(Saved entries)
————————
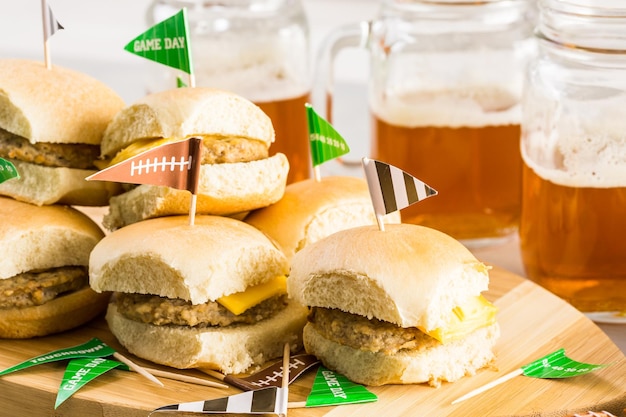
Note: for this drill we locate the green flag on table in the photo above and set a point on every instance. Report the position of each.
(326, 143)
(7, 170)
(92, 349)
(557, 365)
(331, 388)
(166, 42)
(81, 371)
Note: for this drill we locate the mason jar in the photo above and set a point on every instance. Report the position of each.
(445, 84)
(574, 153)
(258, 49)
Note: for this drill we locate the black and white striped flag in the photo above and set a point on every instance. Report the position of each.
(271, 400)
(392, 189)
(50, 24)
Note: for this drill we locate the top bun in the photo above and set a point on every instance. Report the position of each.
(39, 238)
(311, 210)
(166, 256)
(56, 105)
(409, 275)
(185, 112)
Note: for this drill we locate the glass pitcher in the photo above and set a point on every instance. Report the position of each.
(258, 49)
(444, 96)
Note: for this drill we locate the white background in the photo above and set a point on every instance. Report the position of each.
(96, 32)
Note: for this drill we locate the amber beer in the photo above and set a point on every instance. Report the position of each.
(476, 170)
(292, 138)
(572, 241)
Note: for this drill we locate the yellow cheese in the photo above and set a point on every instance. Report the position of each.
(239, 302)
(477, 313)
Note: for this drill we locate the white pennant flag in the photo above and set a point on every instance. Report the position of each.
(50, 24)
(392, 189)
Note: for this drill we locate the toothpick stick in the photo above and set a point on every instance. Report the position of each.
(381, 223)
(137, 369)
(192, 209)
(185, 378)
(46, 30)
(488, 386)
(316, 173)
(285, 385)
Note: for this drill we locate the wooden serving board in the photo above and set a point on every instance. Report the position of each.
(533, 321)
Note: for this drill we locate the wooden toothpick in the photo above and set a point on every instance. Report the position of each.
(132, 365)
(490, 385)
(184, 378)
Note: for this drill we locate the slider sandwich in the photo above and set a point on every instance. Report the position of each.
(51, 125)
(398, 306)
(237, 174)
(311, 210)
(44, 283)
(212, 295)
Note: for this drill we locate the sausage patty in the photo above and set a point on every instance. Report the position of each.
(66, 155)
(372, 335)
(162, 311)
(38, 287)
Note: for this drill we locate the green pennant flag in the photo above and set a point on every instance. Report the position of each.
(557, 365)
(326, 143)
(7, 170)
(330, 388)
(92, 349)
(166, 42)
(553, 365)
(81, 371)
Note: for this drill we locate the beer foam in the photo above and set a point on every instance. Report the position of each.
(269, 70)
(575, 155)
(262, 73)
(471, 106)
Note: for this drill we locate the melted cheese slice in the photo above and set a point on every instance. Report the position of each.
(477, 313)
(239, 302)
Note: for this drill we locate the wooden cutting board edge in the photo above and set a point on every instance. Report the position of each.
(101, 397)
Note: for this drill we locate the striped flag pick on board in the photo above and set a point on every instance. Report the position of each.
(392, 189)
(263, 401)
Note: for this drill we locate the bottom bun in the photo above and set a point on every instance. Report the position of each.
(231, 350)
(448, 362)
(63, 313)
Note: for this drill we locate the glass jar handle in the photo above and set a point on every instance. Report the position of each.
(349, 36)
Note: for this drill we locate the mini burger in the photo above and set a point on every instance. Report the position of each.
(398, 306)
(51, 125)
(212, 295)
(237, 175)
(311, 210)
(44, 284)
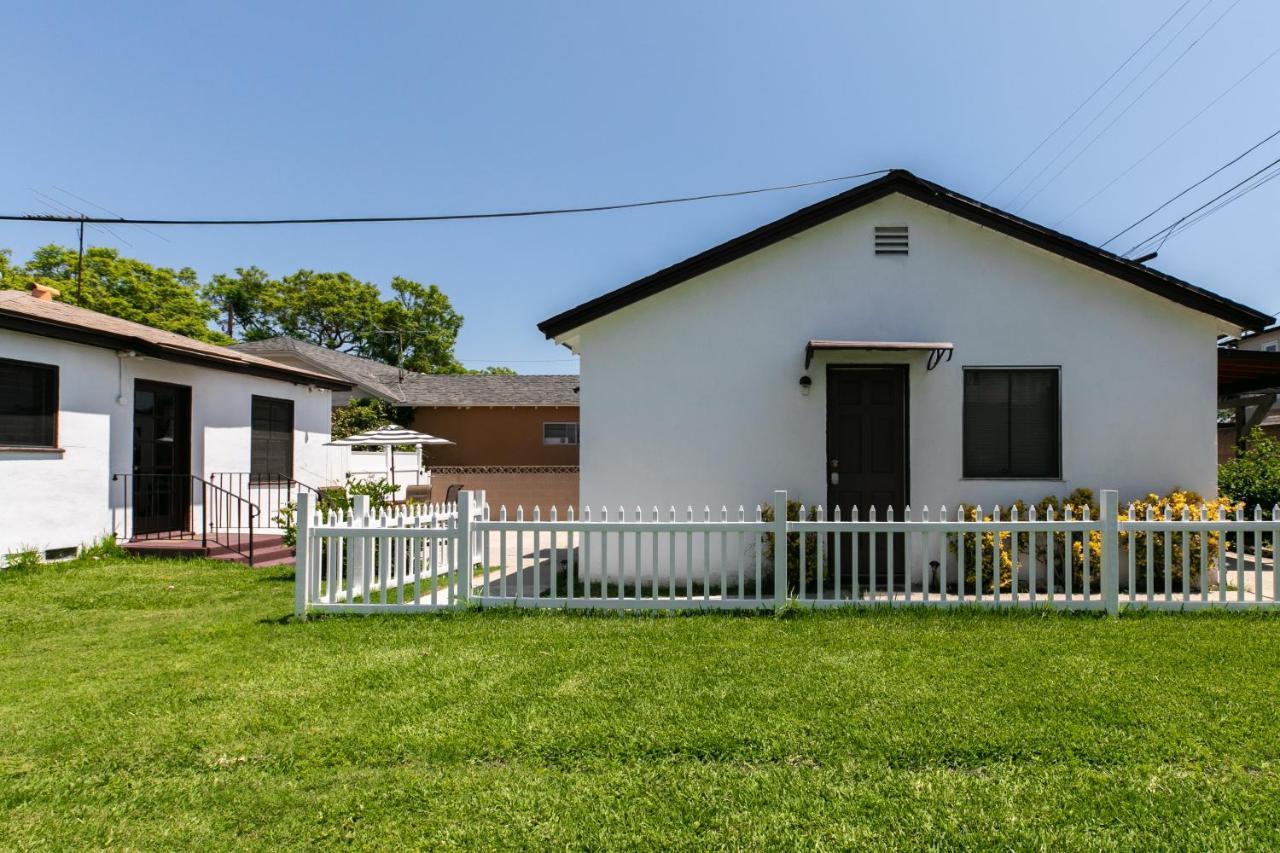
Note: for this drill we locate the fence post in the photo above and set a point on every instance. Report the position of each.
(302, 568)
(780, 547)
(464, 566)
(356, 547)
(1111, 551)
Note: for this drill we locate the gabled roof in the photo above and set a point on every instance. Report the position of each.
(490, 389)
(931, 194)
(374, 377)
(21, 311)
(411, 388)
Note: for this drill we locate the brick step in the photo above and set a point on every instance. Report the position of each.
(268, 550)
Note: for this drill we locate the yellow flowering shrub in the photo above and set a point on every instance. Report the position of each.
(1088, 553)
(1178, 544)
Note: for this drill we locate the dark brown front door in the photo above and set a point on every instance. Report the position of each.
(161, 457)
(867, 454)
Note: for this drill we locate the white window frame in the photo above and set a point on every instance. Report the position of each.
(571, 439)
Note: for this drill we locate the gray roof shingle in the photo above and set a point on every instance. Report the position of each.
(410, 388)
(24, 313)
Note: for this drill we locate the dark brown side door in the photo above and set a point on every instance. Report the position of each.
(867, 461)
(161, 457)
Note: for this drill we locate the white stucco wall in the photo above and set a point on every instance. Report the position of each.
(691, 396)
(62, 501)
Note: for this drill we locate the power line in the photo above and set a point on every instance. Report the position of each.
(1107, 105)
(1189, 223)
(1211, 174)
(332, 220)
(1080, 105)
(1168, 138)
(1229, 190)
(519, 360)
(1128, 106)
(94, 204)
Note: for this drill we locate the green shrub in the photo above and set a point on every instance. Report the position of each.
(380, 495)
(792, 551)
(1089, 552)
(1253, 477)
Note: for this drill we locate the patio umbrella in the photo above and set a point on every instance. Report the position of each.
(388, 437)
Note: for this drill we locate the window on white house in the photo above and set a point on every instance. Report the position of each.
(270, 439)
(563, 433)
(1011, 423)
(28, 404)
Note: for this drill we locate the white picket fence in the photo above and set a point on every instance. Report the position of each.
(1086, 559)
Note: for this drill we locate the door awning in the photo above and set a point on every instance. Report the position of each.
(936, 349)
(1242, 372)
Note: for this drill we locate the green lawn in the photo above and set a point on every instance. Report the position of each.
(169, 703)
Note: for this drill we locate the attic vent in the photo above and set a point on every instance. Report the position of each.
(891, 240)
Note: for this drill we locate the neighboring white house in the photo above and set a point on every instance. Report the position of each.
(86, 397)
(897, 343)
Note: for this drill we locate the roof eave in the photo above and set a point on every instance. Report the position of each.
(900, 181)
(112, 341)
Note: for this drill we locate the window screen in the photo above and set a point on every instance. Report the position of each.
(28, 404)
(1011, 423)
(272, 439)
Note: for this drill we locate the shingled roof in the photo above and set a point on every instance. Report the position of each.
(21, 311)
(378, 378)
(411, 388)
(904, 182)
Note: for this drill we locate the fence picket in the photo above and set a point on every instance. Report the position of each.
(366, 561)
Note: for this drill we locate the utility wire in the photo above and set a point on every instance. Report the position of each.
(1229, 190)
(1128, 106)
(1211, 174)
(1168, 138)
(94, 204)
(1115, 97)
(1080, 105)
(329, 220)
(1189, 223)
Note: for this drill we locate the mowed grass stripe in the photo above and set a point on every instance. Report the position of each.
(176, 703)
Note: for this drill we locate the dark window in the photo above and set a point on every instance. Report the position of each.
(565, 433)
(272, 443)
(1011, 423)
(28, 404)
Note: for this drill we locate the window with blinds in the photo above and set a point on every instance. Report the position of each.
(1011, 423)
(28, 404)
(272, 439)
(562, 433)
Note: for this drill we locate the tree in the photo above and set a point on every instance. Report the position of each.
(333, 310)
(238, 299)
(123, 287)
(416, 329)
(360, 416)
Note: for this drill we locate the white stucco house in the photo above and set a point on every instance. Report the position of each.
(114, 427)
(897, 343)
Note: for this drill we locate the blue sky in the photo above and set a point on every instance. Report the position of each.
(318, 109)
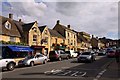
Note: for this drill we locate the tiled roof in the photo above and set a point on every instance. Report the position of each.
(28, 26)
(41, 28)
(11, 32)
(54, 33)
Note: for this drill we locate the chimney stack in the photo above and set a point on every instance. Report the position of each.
(11, 16)
(68, 26)
(58, 21)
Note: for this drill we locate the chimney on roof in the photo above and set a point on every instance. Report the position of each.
(92, 36)
(58, 21)
(20, 20)
(11, 16)
(36, 22)
(68, 26)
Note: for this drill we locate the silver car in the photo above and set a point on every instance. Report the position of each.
(32, 60)
(86, 56)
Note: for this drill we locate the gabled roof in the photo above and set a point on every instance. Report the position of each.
(54, 33)
(61, 29)
(41, 28)
(11, 32)
(28, 26)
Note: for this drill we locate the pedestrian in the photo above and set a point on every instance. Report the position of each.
(117, 56)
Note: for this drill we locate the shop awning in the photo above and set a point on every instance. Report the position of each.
(20, 48)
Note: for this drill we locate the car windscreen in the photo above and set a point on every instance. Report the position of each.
(86, 53)
(52, 52)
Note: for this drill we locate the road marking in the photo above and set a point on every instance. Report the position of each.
(83, 74)
(65, 67)
(100, 74)
(75, 74)
(66, 73)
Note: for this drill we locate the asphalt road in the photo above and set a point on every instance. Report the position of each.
(62, 70)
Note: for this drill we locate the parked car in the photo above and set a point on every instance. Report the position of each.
(58, 55)
(102, 52)
(72, 53)
(86, 56)
(7, 63)
(111, 53)
(32, 60)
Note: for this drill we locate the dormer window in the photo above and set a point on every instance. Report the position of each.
(7, 25)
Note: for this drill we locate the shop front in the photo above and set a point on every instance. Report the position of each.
(38, 49)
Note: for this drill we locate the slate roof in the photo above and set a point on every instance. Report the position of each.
(9, 32)
(61, 29)
(54, 33)
(28, 26)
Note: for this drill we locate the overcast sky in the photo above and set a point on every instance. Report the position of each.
(99, 18)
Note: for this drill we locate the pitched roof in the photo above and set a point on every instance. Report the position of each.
(61, 29)
(41, 28)
(54, 33)
(10, 32)
(28, 26)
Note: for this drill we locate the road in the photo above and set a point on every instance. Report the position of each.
(62, 70)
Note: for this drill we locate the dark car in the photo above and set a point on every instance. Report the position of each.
(58, 55)
(102, 52)
(86, 56)
(111, 53)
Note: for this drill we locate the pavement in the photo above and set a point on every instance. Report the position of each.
(112, 71)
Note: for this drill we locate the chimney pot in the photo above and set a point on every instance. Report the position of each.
(11, 16)
(20, 20)
(68, 26)
(58, 21)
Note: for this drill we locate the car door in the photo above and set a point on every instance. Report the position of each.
(3, 62)
(36, 59)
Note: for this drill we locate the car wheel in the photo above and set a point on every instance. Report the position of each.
(11, 66)
(60, 59)
(72, 56)
(32, 63)
(45, 61)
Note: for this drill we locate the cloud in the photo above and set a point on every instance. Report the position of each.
(97, 18)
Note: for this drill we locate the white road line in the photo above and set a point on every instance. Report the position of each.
(75, 74)
(83, 74)
(66, 73)
(57, 71)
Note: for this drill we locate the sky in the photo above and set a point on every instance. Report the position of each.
(96, 17)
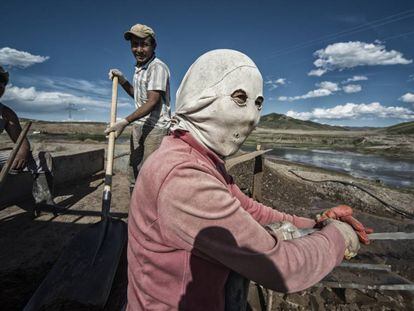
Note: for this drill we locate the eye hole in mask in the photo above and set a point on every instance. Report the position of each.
(259, 102)
(239, 97)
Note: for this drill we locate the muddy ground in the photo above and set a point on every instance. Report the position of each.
(30, 245)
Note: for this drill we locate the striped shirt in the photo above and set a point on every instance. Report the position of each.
(2, 121)
(153, 76)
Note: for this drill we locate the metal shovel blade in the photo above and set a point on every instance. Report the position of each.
(83, 274)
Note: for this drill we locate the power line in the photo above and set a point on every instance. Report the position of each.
(376, 23)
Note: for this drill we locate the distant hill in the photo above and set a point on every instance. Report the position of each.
(280, 121)
(401, 128)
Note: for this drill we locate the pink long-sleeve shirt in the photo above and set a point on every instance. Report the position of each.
(189, 225)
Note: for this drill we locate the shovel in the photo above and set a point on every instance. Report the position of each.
(6, 168)
(83, 274)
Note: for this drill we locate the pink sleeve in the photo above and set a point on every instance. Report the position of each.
(265, 215)
(206, 219)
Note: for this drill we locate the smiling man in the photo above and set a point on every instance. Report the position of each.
(151, 91)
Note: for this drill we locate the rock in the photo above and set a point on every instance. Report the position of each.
(356, 296)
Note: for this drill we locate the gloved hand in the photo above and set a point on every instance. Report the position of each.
(350, 236)
(284, 230)
(118, 128)
(20, 160)
(115, 72)
(344, 214)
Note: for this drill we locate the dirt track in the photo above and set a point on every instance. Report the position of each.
(33, 244)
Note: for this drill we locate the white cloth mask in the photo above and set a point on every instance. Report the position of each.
(205, 106)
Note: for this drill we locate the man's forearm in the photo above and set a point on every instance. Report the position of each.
(140, 112)
(129, 89)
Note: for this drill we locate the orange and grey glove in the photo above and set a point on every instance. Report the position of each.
(284, 230)
(118, 128)
(115, 72)
(344, 213)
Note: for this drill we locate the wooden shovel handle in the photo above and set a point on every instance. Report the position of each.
(111, 142)
(6, 168)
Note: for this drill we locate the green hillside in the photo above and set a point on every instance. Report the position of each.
(280, 121)
(401, 128)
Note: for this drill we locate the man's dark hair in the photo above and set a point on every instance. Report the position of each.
(153, 42)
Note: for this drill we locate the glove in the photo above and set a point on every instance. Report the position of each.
(118, 128)
(344, 214)
(349, 234)
(115, 72)
(284, 230)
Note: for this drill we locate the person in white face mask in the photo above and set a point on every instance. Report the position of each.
(190, 225)
(219, 102)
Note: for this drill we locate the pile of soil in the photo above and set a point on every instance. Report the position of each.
(31, 246)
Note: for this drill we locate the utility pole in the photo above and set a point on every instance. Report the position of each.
(70, 108)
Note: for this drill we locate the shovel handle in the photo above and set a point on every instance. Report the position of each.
(6, 168)
(106, 197)
(111, 142)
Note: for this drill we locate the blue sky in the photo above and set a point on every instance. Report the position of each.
(336, 62)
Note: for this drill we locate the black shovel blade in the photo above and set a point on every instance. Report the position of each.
(84, 272)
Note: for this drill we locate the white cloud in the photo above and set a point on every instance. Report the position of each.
(32, 100)
(326, 88)
(327, 85)
(317, 72)
(355, 79)
(352, 88)
(351, 54)
(274, 84)
(65, 84)
(407, 98)
(14, 58)
(354, 111)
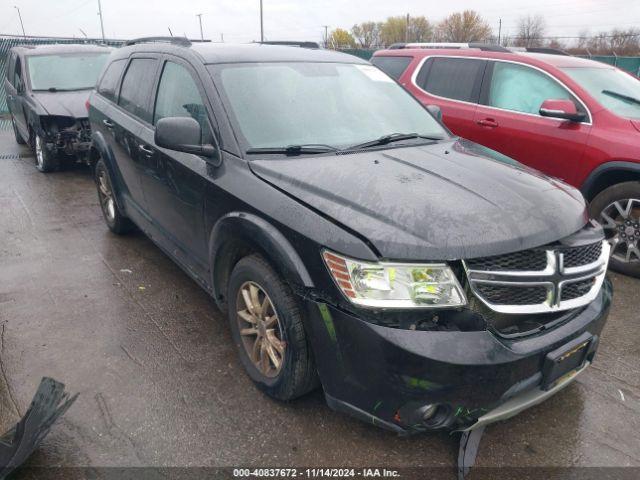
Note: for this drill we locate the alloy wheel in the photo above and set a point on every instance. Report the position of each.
(39, 153)
(260, 329)
(621, 221)
(105, 193)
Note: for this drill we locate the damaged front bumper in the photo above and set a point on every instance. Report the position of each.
(67, 135)
(411, 381)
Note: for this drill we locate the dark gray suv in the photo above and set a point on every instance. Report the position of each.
(424, 281)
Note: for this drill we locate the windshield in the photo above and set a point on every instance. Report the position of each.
(330, 104)
(612, 88)
(65, 72)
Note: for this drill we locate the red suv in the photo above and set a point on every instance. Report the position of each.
(569, 117)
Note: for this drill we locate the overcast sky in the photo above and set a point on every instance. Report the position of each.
(293, 19)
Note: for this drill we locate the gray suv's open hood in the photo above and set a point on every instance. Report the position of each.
(443, 201)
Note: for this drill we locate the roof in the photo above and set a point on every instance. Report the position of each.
(210, 53)
(61, 48)
(537, 59)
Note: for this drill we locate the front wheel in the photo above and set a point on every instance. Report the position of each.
(19, 139)
(266, 325)
(618, 209)
(113, 217)
(46, 159)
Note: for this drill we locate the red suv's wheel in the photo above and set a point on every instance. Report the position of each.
(618, 209)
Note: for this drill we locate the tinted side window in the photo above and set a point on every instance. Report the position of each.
(109, 81)
(392, 66)
(521, 88)
(455, 78)
(17, 74)
(136, 86)
(178, 96)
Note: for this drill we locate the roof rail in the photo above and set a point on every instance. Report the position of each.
(182, 41)
(291, 43)
(488, 47)
(549, 50)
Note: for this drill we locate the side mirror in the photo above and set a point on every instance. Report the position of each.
(564, 109)
(182, 134)
(435, 111)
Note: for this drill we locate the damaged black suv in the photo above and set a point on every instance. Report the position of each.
(47, 87)
(424, 281)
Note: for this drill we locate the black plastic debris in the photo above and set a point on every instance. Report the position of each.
(469, 444)
(47, 406)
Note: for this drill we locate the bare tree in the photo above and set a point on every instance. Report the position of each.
(340, 38)
(367, 34)
(467, 26)
(530, 31)
(394, 30)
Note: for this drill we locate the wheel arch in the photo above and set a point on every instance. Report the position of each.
(238, 234)
(100, 150)
(609, 174)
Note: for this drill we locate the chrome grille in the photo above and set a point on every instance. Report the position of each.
(521, 283)
(578, 256)
(523, 260)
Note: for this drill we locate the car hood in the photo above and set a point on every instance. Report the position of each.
(64, 104)
(443, 201)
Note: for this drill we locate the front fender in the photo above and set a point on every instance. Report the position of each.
(251, 229)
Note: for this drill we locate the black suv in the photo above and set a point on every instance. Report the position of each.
(47, 87)
(423, 280)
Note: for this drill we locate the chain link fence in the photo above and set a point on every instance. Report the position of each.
(8, 41)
————————
• [ABOUT THIS EXERCISE] The reply must consist solely of the lines from the one containing "Note: for this drill we locate the chain" through the last line of the data, reproduced exactly.

• [REPLY]
Note: for this drill we locate the chain link fence in the photo above and set a point on every instance. Report the position of each.
(8, 41)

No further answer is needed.